The records below hold pictures; please leave those out and retype the rest exactly.

++++ Data for the task

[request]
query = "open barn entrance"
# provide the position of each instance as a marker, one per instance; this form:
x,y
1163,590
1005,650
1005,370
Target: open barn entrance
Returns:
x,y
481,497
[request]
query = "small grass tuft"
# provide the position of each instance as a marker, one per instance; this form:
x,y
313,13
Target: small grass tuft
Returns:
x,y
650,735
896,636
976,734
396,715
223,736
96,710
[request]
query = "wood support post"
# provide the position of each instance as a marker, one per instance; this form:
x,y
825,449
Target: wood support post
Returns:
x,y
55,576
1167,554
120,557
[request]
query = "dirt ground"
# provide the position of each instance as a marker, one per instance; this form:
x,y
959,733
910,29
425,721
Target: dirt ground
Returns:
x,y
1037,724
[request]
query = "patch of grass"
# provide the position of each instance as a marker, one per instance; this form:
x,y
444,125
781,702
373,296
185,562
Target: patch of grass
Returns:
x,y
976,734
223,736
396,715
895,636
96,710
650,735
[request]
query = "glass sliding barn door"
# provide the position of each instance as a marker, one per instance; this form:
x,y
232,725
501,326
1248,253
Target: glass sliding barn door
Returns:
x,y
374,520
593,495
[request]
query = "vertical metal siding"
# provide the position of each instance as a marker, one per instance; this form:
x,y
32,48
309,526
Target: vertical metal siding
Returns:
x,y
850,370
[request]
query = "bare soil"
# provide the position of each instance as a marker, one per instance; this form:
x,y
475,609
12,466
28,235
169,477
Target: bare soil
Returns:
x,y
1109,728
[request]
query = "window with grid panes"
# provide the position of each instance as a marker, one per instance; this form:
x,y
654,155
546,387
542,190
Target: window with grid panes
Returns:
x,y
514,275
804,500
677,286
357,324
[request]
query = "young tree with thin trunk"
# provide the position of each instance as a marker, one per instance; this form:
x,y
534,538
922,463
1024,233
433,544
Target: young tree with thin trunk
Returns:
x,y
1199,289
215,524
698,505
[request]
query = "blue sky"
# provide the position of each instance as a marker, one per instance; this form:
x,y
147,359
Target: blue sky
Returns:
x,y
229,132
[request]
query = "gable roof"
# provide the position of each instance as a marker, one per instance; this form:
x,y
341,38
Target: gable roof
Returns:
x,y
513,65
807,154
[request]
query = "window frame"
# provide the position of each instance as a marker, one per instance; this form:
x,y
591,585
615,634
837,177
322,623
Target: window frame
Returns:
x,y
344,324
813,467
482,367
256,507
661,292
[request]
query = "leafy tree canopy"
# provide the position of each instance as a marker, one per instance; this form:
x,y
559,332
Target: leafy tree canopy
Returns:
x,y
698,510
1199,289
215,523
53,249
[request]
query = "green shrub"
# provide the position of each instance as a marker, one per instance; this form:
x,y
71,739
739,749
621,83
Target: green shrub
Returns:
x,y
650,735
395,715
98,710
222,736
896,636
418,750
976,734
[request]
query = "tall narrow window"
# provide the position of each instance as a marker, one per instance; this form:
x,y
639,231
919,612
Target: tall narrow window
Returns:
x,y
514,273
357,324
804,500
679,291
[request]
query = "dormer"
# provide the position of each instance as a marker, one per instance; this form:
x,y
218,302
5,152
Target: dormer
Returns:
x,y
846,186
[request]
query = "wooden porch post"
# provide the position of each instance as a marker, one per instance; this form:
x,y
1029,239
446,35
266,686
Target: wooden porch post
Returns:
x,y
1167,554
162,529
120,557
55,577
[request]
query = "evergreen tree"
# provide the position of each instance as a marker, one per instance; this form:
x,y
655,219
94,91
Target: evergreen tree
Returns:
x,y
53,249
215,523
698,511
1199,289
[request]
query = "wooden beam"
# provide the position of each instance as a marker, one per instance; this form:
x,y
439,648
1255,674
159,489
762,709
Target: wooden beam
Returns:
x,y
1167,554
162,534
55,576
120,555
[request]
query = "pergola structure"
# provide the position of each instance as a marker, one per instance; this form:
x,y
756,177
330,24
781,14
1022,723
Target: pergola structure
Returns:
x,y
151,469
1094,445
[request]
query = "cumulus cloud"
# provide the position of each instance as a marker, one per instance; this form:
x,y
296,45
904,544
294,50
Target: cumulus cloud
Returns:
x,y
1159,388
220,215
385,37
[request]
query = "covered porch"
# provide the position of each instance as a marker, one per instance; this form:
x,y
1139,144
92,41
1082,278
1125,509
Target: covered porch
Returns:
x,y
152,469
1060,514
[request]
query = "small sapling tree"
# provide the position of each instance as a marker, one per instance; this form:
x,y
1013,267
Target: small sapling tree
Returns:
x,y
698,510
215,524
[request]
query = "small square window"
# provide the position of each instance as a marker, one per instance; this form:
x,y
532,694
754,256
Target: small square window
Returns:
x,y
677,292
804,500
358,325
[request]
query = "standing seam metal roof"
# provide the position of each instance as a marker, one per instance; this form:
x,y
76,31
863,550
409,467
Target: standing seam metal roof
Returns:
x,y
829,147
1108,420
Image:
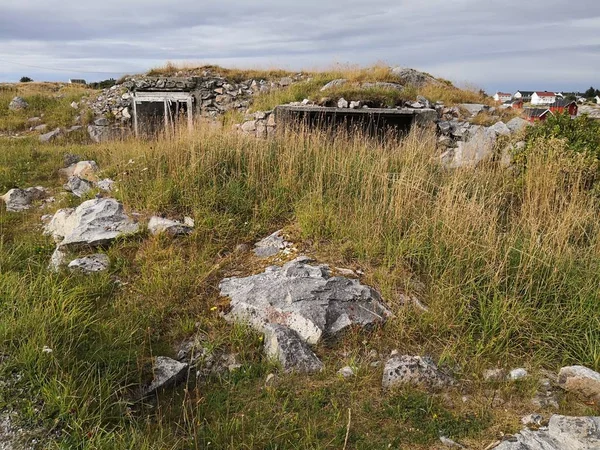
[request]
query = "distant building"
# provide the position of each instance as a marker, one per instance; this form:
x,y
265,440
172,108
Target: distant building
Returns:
x,y
502,97
536,114
523,95
561,106
543,98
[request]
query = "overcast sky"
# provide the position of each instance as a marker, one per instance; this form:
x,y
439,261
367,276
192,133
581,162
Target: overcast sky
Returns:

++++++++

→ **Solution**
[request]
query = "open barn entrance"
# provide the position of each instance as a marker, one per instance; this form:
x,y
1163,590
1005,650
1005,370
Target: open barn entrance
Returns:
x,y
481,497
[request]
query = "small grass tuft"
# provide the position of each instance as a marker, one per instance; this form:
x,y
313,13
Target: small grass tuft
Returns:
x,y
650,735
896,636
976,734
396,715
223,736
96,710
[request]
query = "wood support post"
# provide the position of each instance as a marker, one per instance; this form:
x,y
825,449
Target: wood support post
Returns:
x,y
55,576
1167,554
120,557
[request]
query = "dirt ground"
# provide the position of each instance as a marker, one per instance; this form:
x,y
959,733
910,29
425,721
Target: dirt ground
Returns:
x,y
1037,724
[request]
query = "patch of grass"
# provide the position of each instance as a marker, one per instance; this form:
x,y
444,125
781,702
373,296
185,562
Target: patch of grass
Returns:
x,y
976,734
223,736
396,715
895,636
96,710
650,735
[request]
query = "glass sliding barn door"
# provide the position of each instance as a marker, one per instance; this form:
x,y
232,725
501,326
1248,253
Target: glass sliding barn door
Returns:
x,y
374,520
593,495
[request]
query = "vertical metal siding"
# provide the position of each instance as a marker, one per instance; this form:
x,y
32,48
309,526
Target: vertical metal siding
Returns:
x,y
850,370
[request]
query = "bare soil"
# provide the position of each instance as a marker, one per instance; this form:
x,y
475,609
12,466
28,235
169,477
Target: bare soil
Returns:
x,y
1109,728
[request]
query = "window with grid panes"
# provide the position of each instance as a marker, one per instance; this form:
x,y
654,155
546,387
542,190
Target: window with grid panes
Returns:
x,y
514,275
804,500
677,286
357,324
[request]
query = "young tree with thin trunk"
# provide the position of each instance as a marker, one per instance; this form:
x,y
534,538
922,463
1024,233
433,544
Target: young tree with thin trunk
Returns:
x,y
1199,289
215,524
698,505
[request]
query = "blue sky"
# provide the position of each instance as a marker, one per instance; this form:
x,y
147,359
Target: blue sky
Returns:
x,y
229,132
[request]
query = "gable roof"
# provide the position of each instance as a marker, one per instance; this form:
x,y
341,38
Target: gable roof
Returns:
x,y
513,65
807,154
[request]
query = "window frame"
# provide the position of each instance as a marker, one per instance; this form:
x,y
591,585
615,634
837,177
322,623
Target: window frame
Returns:
x,y
344,324
813,467
482,367
256,507
661,292
[request]
query = "leafy tree canopy"
# provide the position of each instance as a marker, one per instance; this form:
x,y
559,332
Target: leafy tree canopy
Returns:
x,y
698,510
1199,289
215,523
53,249
[request]
query = "green shrub"
# provide the position of each instance as a marker, one per instance; this form:
x,y
71,739
739,749
621,83
Target: green shrub
Returns:
x,y
650,735
395,715
98,710
222,736
896,636
418,750
976,734
[request]
query = "tall narrow window"
# provide the position of each instance as a marker, one per instance; this form:
x,y
639,231
919,612
Target: tall narrow window
Returns:
x,y
514,273
357,324
804,500
679,291
[request]
query = "dormer"
# provide the position of each instance as a marker, one per instance; this form:
x,y
218,302
5,152
Target: dormer
Returns:
x,y
846,186
[request]
query = "wooden porch post"
# provide the position of each instance as a marker, one per instance; this form:
x,y
1029,239
446,35
266,686
Target: wooden porch post
Returns:
x,y
1167,554
162,529
120,557
55,577
[request]
query = "evergreen tree"
# provide the position of each instance as a marker, one per instance; this form:
x,y
655,219
94,91
Target: evergreen tree
Returns:
x,y
53,249
215,523
698,511
1199,289
[request]
query = "wooden beam"
# provide the position of each instance as a marker, one per instance; this form:
x,y
439,648
1255,674
159,489
762,709
Target: wooden beam
Returns:
x,y
1167,554
162,534
55,576
120,555
[request]
query = "pergola structure"
# provide the position of each instance as a marker, one per instance; this form:
x,y
756,177
330,24
781,14
1022,723
Target: pergola structure
Returns:
x,y
151,469
1094,445
[request]
query = "cumulus cloud"
# provide the position of each instance as a marker, one per instance; this form:
x,y
296,45
904,544
294,50
Target: cumulus cloud
Returns:
x,y
1159,388
220,215
385,37
[request]
query = "covered porch"
# provide the position of each instance as a marker, one per instance; this form:
x,y
1139,144
92,41
1082,278
1125,509
Target: covered porch
Returns:
x,y
152,469
1060,514
[request]
query = "small sapling tree"
# provide the position of each instance as a marker, one per instance; this form:
x,y
1013,267
Target: small sapling tree
Returns:
x,y
698,510
215,524
[request]
query = "small square window"
# provide the position of each instance as a marker, one per instance; this form:
x,y
532,694
754,256
Target: small square window
Returns:
x,y
677,292
804,500
358,325
[request]
query = "standing seam metal roof"
# provide the position of each instance as a marker, one per instance; this form:
x,y
76,31
863,550
409,467
Target: standing seam metal roof
Returns:
x,y
829,147
1108,420
Image:
[request]
query = "distant building"
# provide the position of each instance as a marker, one per instance; this form:
x,y
265,440
172,108
Target: distant building
Returns:
x,y
502,97
536,114
523,95
561,106
543,98
[request]
query = "overcast sky"
# provide the position of each instance as a marker, one per instance; this form:
x,y
439,261
367,276
192,133
581,162
Target: overcast sky
Returns:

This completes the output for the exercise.